::: Vorgegebener Text :::
Dann fängt etwas an, das eine ganz neue Sicherheit bedeutet. Das möchte ich euch an 2. Mose 6,7-8 zeigen.
Ich möchte gerne eine eventuell falsche Vorstellung von dem Volk Israel verwerfen. Diese Vorstellung besagt, dass Israel ein armes, geknechtetes Volk war, das an seinem Gott hing, jahrhundertelang zu ihm schrie, niemals Götzendienst trieb und ganz treu war. Und nun erbarmt sich Gott endlich dieses Volkes.
Diesen Gedanken möchte ich etwas korrigieren, denn er stimmt nicht ganz. Wir werden später noch lesen, dass das Volk Israel relativ schnell im Land Ägypten die ägyptischen Götter liebgewonnen hat.
Vor diesem Hintergrund ist zu sehen, was wir jetzt lesen: Gott ist hier der Handelnde. 2. Mose 6,7 sagt:
„Und ich will euch mir zum Volk annehmen und will euer Gott sein. Und ihr sollt erkennen, dass ich der Herr, euer Gott, bin, der euch herausführt unter den Lastarbeiten der Ägypter hinweg.“
Weiter heißt es in Vers 8:
„Dann werde ich euch in das Land bringen, um dessen Willen ich meine Hand zum Schwur erhoben habe, dass ich es Abraham, Isaak und Jakob geben will, und ich werde es euch zum Besitz geben. Ich bin der Herr.“
Gott sagt also mehrfach: „Ich will euer Gott sein, ich will euch zum Volk annehmen und ich werde euch in das Land bringen.“
Das ist die Sicherheit, die das Volk Israel hat. Wir können sagen: Auf unserer Seite steht Gott, und er hat versprochen, sich darum zu kümmern. Wie genau, wissen wir noch nicht.
::: Datenauszug :::
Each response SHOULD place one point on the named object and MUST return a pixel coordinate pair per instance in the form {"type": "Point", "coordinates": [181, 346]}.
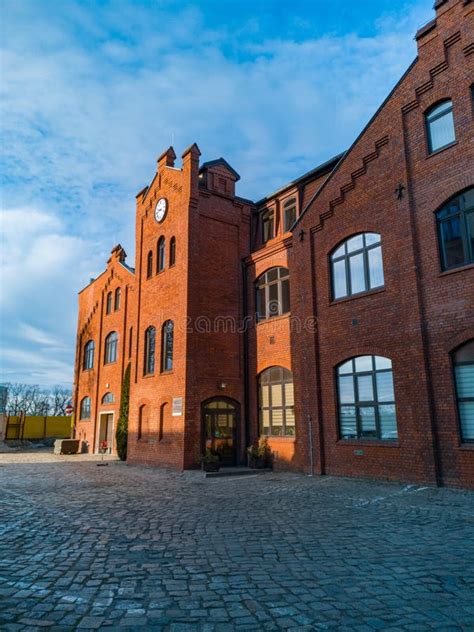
:::
Übungsaufgabe
Kopiere aus dem Text über 2. Mose 6 unverändert alles von „Dann fängt etwas“ bis hinunter zu „Götter liebgewonnen hat.“.

Schriftliche Antwort
Dann fängt etwas an, das eine ganz neue Sicherheit bedeutet. Das möchte ich euch an 2. Mose 6,7-8 zeigen.
Ich möchte gerne eine eventuell falsche Vorstellung von dem Volk Israel verwerfen. Diese Vorstellung besagt, dass Israel ein armes, geknechtetes Volk war, das an seinem Gott hing, jahrhundertelang zu ihm schrie, niemals Götzendienst trieb und ganz treu war. Und nun erbarmt sich Gott endlich dieses Volkes.
Diesen Gedanken möchte ich etwas korrigieren, denn er stimmt nicht ganz. Wir werden später noch lesen, dass das Volk Israel relativ schnell im Land Ägypten die ägyptischen Götter liebgewonnen hat.